## START Passage to read

Video-Based STEM Embedded Systems Curriculum, Part 2
- Lesson Plan 1: Introducing Arduino
- Lesson Plan 2: Circuit Drawings With Fritzing
- Lesson Plan 3: Basic Electronics
- Coming Soon
This post continues from part 1. It contains the first three lesson plans.
Lesson Plan 1: Introducing Arduino
This lesson is first because Arduino is the simplest programming environment, yet allows lots of interaction with hardware. In fact, that was pretty much the whole premise of Arduino and similar platforms, get people who don't necessarily have a lot of technical background ramped up and doing things quickly. It's a significant enabler.
That means you can get the students doing something interesting right away without needing a lot of background preparation. That gets them engaged, cranking up their interest, motivation, and excitement. Let's make stuff do stuff!

## END Passage to read

**Set problem 1**
In one to three sentences, explain why the curriculum post puts the Arduino lesson first.
**Set problem 2**
Copy the stretch of the curriculum post from "Video-Based STEM Embedded" through "a significant enabler." word for word.
Work from the text alone.

## START Stored data

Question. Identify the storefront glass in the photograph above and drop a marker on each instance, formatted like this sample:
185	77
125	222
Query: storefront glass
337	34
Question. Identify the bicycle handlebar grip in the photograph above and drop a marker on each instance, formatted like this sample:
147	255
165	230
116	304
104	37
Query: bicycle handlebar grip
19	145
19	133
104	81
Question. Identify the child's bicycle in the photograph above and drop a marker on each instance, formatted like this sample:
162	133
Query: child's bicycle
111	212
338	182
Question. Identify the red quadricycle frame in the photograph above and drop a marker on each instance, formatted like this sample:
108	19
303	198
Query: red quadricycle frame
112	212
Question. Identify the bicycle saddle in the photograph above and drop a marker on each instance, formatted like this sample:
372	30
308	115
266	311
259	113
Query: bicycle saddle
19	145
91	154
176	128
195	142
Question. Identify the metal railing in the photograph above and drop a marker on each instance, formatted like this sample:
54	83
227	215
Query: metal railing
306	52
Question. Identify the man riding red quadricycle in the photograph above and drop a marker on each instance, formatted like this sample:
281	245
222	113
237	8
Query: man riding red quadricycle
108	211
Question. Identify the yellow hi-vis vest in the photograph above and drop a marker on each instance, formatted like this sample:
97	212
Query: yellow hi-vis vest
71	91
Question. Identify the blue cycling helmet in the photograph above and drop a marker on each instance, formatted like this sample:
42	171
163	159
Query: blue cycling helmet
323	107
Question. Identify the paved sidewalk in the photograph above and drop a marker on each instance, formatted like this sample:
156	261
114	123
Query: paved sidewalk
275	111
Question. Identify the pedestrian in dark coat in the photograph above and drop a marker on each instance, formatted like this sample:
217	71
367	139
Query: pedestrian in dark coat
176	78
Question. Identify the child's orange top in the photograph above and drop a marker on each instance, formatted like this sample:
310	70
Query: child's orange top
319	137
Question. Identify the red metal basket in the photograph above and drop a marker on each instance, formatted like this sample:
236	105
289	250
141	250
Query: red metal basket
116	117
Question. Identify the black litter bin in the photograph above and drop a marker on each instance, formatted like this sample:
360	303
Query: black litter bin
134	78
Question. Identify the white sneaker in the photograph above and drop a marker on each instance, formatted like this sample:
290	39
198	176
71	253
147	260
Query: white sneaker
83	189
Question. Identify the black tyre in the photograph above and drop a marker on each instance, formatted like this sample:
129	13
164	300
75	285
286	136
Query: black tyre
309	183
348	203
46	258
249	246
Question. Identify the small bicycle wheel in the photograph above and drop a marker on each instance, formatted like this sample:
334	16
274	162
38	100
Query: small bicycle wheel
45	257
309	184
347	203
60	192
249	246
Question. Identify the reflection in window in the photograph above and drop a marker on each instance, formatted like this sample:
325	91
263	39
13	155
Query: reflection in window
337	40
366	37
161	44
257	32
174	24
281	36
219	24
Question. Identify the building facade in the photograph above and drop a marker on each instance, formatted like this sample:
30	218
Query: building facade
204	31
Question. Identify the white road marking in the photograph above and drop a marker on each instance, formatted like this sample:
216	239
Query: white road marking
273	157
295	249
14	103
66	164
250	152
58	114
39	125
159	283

## END Stored data

**Full response 1**
Arduino comes first because it is the simplest programming environment, yet it still allows lots of interaction with hardware. That lets students do something interesting right away without much background preparation, which gets them engaged and builds their interest, motivation, and excitement.

**Full response 2**
Video-Based STEM Embedded Systems Curriculum, Part 2
- Lesson Plan 1: Introducing Arduino
- Lesson Plan 2: Circuit Drawings With Fritzing
- Lesson Plan 3: Basic Electronics
- Coming Soon
This post continues from part 1. It contains the first three lesson plans.
Lesson Plan 1: Introducing Arduino
This lesson is first because Arduino is the simplest programming environment, yet allows lots of interaction with hardware. In fact, that was pretty much the whole premise of Arduino and similar platforms, get people who don't necessarily have a lot of technical background ramped up and doing things quickly. It's a significant enabler.